#### WRITTEN TASK
Change each "chrome" to "brass" in the records, starting with the line with "of the kitchen" and going on through the line with "[[384, 259]]". Give back only those lines, with everything else in them unchanged.

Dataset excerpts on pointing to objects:
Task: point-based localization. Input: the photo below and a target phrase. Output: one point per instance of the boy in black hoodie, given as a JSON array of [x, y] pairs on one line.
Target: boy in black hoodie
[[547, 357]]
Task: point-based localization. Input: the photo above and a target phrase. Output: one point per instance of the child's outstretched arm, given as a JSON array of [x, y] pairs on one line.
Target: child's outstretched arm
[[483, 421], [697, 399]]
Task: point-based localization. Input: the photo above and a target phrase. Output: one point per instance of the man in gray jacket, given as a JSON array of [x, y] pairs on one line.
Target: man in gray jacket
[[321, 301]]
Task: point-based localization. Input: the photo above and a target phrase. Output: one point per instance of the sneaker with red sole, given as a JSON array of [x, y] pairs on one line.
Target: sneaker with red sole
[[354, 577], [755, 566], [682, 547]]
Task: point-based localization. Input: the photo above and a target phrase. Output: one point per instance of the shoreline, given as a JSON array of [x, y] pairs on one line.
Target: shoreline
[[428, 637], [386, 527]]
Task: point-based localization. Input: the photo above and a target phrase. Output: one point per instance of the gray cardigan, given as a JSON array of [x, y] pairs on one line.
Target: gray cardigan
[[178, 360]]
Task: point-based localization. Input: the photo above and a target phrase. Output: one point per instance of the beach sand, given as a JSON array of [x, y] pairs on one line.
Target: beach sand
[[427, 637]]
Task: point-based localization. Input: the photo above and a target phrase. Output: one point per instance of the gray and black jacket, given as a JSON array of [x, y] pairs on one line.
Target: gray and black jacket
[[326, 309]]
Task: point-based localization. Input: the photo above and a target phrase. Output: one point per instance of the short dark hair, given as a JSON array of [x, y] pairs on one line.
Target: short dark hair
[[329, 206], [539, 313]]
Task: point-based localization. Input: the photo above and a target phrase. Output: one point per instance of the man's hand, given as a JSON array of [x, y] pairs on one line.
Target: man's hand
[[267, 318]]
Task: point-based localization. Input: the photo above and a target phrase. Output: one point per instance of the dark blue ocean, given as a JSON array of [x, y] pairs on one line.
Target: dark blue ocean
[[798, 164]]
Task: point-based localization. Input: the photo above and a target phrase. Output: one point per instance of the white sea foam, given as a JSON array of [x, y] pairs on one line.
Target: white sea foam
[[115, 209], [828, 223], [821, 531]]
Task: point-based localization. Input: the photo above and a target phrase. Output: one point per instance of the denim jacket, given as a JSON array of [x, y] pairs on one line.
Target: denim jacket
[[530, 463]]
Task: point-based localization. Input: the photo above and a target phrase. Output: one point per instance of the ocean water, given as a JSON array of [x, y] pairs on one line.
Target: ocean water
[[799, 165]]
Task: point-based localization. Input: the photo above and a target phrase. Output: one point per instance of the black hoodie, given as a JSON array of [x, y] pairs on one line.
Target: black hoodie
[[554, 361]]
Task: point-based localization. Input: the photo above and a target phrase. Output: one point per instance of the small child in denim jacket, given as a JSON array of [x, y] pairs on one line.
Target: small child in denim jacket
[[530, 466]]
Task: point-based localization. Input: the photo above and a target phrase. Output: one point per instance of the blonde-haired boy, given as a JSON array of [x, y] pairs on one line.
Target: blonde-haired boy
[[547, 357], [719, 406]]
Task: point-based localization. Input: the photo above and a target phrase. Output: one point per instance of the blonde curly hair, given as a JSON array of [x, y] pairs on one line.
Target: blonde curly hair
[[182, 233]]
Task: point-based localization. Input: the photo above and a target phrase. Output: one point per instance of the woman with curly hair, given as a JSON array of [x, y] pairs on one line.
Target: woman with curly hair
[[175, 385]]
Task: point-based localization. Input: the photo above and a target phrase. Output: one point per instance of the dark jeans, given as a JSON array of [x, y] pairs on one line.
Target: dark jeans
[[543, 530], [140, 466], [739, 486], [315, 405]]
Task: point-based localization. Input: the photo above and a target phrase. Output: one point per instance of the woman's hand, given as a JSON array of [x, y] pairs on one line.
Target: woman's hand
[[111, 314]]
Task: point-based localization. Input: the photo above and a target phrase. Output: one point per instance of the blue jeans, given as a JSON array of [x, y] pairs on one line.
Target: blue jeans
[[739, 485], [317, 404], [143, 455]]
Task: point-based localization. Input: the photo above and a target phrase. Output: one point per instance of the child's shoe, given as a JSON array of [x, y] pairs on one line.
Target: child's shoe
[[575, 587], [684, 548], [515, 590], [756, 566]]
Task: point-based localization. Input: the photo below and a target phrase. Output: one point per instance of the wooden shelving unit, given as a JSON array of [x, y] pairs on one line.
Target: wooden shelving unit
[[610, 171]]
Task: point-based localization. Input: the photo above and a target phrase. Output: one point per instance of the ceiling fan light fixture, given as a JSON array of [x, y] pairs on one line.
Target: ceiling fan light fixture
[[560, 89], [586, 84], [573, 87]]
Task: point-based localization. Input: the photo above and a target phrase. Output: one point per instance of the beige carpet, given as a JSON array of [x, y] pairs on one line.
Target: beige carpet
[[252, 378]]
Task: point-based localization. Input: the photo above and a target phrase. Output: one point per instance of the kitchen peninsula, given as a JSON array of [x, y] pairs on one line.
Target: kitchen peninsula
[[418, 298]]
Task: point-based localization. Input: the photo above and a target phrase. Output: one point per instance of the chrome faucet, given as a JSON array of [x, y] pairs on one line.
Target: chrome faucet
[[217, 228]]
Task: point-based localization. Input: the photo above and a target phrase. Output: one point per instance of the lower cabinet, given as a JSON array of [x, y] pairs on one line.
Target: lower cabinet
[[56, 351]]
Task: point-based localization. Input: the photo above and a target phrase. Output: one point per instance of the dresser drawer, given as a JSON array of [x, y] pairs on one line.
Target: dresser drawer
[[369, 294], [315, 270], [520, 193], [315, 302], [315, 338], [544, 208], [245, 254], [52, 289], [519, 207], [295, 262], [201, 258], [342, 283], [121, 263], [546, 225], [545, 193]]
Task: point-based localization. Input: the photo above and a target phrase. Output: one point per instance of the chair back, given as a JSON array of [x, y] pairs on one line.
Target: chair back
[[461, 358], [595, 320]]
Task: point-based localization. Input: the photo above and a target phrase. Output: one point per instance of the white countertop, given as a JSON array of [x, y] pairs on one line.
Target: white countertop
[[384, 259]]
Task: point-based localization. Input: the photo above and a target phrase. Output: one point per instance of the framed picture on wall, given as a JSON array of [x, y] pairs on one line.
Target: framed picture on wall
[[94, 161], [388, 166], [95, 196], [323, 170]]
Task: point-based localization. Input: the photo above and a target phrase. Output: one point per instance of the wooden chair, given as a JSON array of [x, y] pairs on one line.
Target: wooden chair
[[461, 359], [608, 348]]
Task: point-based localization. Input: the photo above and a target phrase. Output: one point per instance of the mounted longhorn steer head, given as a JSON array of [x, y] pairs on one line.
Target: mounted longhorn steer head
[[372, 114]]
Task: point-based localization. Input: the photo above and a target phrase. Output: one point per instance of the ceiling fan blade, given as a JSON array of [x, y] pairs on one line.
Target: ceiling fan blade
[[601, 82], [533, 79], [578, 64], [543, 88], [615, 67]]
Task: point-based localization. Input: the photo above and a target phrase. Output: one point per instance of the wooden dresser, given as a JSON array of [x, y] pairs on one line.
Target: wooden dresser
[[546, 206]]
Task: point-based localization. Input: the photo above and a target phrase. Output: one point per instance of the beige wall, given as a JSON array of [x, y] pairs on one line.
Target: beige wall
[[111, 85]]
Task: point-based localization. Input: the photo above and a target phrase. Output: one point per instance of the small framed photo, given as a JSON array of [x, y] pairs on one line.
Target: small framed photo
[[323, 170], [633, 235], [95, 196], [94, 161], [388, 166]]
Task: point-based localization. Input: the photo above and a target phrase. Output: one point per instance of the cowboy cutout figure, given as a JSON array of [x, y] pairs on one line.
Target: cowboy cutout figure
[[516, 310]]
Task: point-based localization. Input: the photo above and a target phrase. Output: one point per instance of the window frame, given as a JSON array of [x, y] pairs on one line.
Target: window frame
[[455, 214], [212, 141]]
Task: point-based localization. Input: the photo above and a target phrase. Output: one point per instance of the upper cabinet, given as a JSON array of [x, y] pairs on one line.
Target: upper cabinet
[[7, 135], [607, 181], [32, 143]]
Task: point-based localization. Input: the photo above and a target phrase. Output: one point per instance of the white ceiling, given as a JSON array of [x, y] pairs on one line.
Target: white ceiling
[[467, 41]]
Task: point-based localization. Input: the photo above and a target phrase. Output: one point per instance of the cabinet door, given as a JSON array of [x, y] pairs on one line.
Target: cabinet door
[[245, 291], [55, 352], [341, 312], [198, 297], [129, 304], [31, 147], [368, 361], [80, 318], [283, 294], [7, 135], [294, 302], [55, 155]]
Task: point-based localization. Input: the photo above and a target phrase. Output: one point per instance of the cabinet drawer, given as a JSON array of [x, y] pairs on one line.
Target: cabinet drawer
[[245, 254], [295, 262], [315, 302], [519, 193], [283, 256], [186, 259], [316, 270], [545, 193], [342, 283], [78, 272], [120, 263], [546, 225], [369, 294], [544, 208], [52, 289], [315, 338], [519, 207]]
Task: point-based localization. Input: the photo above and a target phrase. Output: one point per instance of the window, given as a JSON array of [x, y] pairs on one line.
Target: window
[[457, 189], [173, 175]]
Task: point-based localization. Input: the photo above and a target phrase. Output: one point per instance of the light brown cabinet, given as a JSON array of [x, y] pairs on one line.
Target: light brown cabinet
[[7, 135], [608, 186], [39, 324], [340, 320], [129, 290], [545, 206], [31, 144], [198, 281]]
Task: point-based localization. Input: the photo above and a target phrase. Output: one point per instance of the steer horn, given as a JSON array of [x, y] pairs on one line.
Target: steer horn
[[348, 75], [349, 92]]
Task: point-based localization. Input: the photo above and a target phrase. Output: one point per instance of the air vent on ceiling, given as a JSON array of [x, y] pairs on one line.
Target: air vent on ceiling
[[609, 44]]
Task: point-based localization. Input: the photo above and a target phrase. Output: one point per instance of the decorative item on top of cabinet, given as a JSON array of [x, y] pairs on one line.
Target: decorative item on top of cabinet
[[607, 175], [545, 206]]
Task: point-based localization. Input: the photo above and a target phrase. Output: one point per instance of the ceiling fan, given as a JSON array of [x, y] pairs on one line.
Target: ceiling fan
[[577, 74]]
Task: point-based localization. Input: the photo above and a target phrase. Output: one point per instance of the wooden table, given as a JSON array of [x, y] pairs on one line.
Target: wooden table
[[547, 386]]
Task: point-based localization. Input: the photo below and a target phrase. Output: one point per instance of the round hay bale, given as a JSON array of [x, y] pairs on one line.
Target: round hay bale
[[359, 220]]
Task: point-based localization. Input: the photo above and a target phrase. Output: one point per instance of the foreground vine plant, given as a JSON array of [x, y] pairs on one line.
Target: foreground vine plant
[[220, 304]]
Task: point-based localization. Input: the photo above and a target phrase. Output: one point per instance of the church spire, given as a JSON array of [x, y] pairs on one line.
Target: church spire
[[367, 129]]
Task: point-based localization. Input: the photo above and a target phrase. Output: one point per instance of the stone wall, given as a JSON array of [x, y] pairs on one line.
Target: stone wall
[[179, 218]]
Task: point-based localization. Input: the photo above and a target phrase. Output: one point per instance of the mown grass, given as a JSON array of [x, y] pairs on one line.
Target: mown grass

#### FINAL ANSWER
Task: point-based localization. Input: the photo above and a target phrase. Output: one point per instance of the kitchen peninsula, given as a JSON array of [x, y] pairs on one line.
Target: kitchen peninsula
[[418, 298]]
Task: point-based localization. Input: the photo above and a target phrase. Output: one point per instance of the brass faucet, given as a JSON array of [x, y] pairs on one line.
Target: brass faucet
[[217, 228]]
Task: point-based localization. Input: the photo above and a target phrase. Output: one point per instance of the lower cabinet, given as a JSON array of [x, y] pairs on one line.
Target: lower cabinet
[[56, 351]]
Task: point-based localization. Input: the photo above and a target phrase. Output: one point per instance of the dresser drawer, given as a JSON array of [x, y] pairs on one line.
Target: dresser drawer
[[369, 294], [315, 270], [520, 193], [315, 302], [315, 338], [544, 208], [245, 254], [52, 289], [519, 207], [295, 262], [201, 258], [342, 283], [121, 263], [546, 225], [545, 193]]
Task: point-based localization. Input: the photo above and a target phrase. Output: one point per instance of the chair back, given as a JSON array of [x, y] pairs on one line.
Target: chair back
[[461, 358], [595, 320]]
Task: point-based localization. Input: the photo above and a target phrase. Output: one point per instance of the white countertop, given as a JSON array of [x, y] pairs on one line.
Target: white countertop
[[384, 259]]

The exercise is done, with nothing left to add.